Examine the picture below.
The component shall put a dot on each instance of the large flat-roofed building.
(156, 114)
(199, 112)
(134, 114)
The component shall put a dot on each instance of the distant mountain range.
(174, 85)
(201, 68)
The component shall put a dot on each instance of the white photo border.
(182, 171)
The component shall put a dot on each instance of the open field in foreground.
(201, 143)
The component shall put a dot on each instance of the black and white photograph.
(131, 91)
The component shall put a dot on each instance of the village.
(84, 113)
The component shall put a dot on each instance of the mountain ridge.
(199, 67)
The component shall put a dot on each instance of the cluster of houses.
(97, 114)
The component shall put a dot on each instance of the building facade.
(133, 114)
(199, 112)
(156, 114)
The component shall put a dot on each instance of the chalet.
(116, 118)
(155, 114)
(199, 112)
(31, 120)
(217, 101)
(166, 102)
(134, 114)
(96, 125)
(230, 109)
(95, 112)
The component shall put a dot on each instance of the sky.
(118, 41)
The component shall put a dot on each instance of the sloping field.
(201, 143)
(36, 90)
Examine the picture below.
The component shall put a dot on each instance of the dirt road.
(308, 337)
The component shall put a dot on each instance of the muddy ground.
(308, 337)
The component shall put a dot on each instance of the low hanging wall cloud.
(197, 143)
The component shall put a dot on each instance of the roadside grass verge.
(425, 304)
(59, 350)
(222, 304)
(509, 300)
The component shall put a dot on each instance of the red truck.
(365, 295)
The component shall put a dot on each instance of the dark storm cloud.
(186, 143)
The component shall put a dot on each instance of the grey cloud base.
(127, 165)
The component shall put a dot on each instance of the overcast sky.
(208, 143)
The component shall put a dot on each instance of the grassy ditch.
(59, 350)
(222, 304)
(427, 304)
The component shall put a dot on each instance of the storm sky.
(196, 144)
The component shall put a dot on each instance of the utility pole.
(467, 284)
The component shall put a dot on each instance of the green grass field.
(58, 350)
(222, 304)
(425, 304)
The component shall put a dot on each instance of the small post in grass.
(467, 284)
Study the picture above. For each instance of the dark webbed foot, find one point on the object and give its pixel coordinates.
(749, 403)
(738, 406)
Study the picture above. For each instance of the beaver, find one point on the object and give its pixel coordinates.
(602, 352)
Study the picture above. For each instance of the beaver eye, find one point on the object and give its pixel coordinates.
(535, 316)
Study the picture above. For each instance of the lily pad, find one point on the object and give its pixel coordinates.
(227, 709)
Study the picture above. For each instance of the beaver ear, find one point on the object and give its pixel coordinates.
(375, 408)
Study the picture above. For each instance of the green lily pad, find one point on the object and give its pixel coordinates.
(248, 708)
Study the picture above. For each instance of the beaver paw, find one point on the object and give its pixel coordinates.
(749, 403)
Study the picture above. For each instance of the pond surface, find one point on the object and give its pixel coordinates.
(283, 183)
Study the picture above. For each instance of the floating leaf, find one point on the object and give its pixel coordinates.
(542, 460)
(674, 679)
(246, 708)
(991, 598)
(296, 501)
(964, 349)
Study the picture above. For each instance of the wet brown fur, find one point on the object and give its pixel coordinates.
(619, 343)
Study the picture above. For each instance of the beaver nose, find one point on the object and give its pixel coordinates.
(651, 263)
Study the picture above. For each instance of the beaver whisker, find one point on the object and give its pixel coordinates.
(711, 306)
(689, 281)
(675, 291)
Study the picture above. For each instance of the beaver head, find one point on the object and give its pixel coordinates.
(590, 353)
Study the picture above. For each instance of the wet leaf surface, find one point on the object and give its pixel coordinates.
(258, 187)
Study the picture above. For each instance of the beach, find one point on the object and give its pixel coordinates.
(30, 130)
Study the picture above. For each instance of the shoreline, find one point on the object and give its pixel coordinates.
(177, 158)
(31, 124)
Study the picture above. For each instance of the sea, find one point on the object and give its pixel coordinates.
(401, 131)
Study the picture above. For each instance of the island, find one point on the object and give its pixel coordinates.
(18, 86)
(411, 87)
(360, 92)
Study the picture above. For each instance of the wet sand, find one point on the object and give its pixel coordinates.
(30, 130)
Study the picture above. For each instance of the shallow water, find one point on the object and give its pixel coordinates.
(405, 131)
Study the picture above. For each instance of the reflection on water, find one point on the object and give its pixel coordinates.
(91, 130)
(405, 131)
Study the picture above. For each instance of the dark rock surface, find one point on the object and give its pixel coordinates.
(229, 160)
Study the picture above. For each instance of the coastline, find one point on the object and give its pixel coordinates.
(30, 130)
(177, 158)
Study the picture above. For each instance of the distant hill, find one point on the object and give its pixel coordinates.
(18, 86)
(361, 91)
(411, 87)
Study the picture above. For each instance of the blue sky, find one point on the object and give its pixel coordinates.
--
_Exercise aim_
Every record shown above must be echoed exactly.

_Answer_
Examine the picture below.
The component shall put a dot on each instance of the large flat-roofed building.
(156, 114)
(199, 112)
(134, 114)
The component shall put a dot on each instance of the distant mountain range.
(174, 85)
(201, 68)
The component shall put a dot on each instance of the white photo border.
(182, 171)
The component shall put a dot on each instance of the open field in foreground.
(201, 143)
The component shall put a dot on each instance of the black and white photograph.
(131, 91)
The component shall put a dot on each instance of the village.
(84, 113)
The component shall put a dot on each instance of the mountain ridge.
(199, 67)
The component shall put a dot on each instance of the cluster of houses.
(97, 114)
The component shall put a dot on each instance of the building facade.
(133, 114)
(199, 112)
(156, 114)
The component shall put a dot on each instance of the chalet.
(116, 118)
(155, 114)
(199, 112)
(31, 120)
(217, 101)
(166, 102)
(134, 114)
(96, 125)
(230, 109)
(95, 112)
The component shall put a dot on each instance of the sky.
(118, 41)
The component shall put a dot on each instance of the sloping field.
(201, 143)
(36, 90)
Examine the picture below.
The component shall put a dot on each instance of the dirt road.
(308, 337)
The component shall put a dot on each instance of the muddy ground.
(308, 337)
The component shall put a dot on each instance of the low hanging wall cloud.
(197, 143)
The component shall put a dot on each instance of the roadside grass verge.
(425, 304)
(59, 350)
(222, 304)
(509, 300)
The component shall put a dot on each instance of the red truck.
(365, 295)
The component shall put a dot on each instance of the dark storm cloud.
(186, 143)
The component shall put a dot on each instance of the grey cloud base.
(127, 165)
The component shall put a dot on each instance of the overcast sky.
(208, 143)
The component shall put a dot on each instance of the grassy ditch.
(59, 350)
(222, 304)
(427, 304)
The component shall put a dot on each instance of the storm sky.
(196, 144)
The component shall put a dot on each instance of the utility pole.
(467, 284)
The component shall put a dot on each instance of the green grass field.
(58, 350)
(222, 304)
(425, 304)
The component shall put a dot on each instance of the small post in grass.
(467, 284)
Study the picture above. For each instance of the dark webbed foot, find one point on the object and give its pixel coordinates.
(749, 403)
(738, 406)
Study the picture above. For each instance of the beaver, find one point on the object and give its pixel coordinates.
(602, 352)
Study the picture above. For each instance of the beaver eye, find one point on the object and give its pixel coordinates.
(535, 316)
Study the picture above. For each instance of the lily pad, find one point on the object and give its pixel coordinates.
(227, 709)
Study the picture above. For each instance of the beaver ear, find one point on the object and give its pixel coordinates.
(375, 408)
Study the picture above. For each instance of the green lily pad, find one point on the object and give its pixel coordinates.
(248, 708)
Study the picture above. For each instance of the beaver paw, find one point on the object and give its pixel coordinates.
(749, 403)
Study the picture above. For each instance of the pond surface, find one point on the object and give its pixel coordinates.
(283, 183)
Study the picture above. For each instance of the floating leaf, find one point on the object and give its pixel coordinates.
(542, 460)
(674, 679)
(246, 708)
(991, 598)
(296, 501)
(964, 349)
Study the picture above. For each instance of the wet brown fur, find one point on the object and give its pixel coordinates.
(619, 343)
Study the picture above. For each instance of the beaver nose, find one point on the object and give its pixel coordinates.
(651, 263)
Study the picture above. For each instance of the beaver whisker, find one point on the object and give its pixel coordinates.
(711, 306)
(689, 281)
(675, 291)
Study the picture above. For each instance of the beaver head, find one point on the object and give its pixel coordinates.
(590, 353)
Study the picture above. For each instance of the wet leaf surface, find one point on the object and give its pixel coordinates.
(258, 187)
Study the picture above. For each instance of the beach, find one point on the object and give its pixel coordinates.
(30, 130)
Study the picture above. For each instance of the shoreline, find one point on the object and give its pixel coordinates.
(177, 158)
(31, 124)
Study the picture above. For each instance of the sea, find one point on the object and give its pixel coordinates.
(401, 131)
Study the picture above. For each instance of the island, find one point on the object and give its pixel coordinates.
(18, 86)
(411, 87)
(360, 92)
Study the picture above. For each instance of the wet sand, find one point on the object and give its pixel coordinates.
(30, 130)
Study the picture above. For each instance of the shallow water, find one point on the object and give its pixel coordinates.
(405, 131)
Study the picture above. For each instance of the reflection on water, find one point on the object and give its pixel coordinates.
(91, 130)
(405, 131)
Study the picture above. For each instance of the dark rock surface, find one point on the object and give its pixel coordinates.
(229, 160)
Study the picture above. For each instance of the coastline, find one point on the object and give its pixel coordinates.
(30, 130)
(177, 158)
Study the picture above. For each instance of the distant hill, find one point on the object and give its pixel coordinates.
(18, 86)
(361, 91)
(411, 87)
Study the picture above. For each instance of the blue sky, find one point on the object and give its pixel coordinates.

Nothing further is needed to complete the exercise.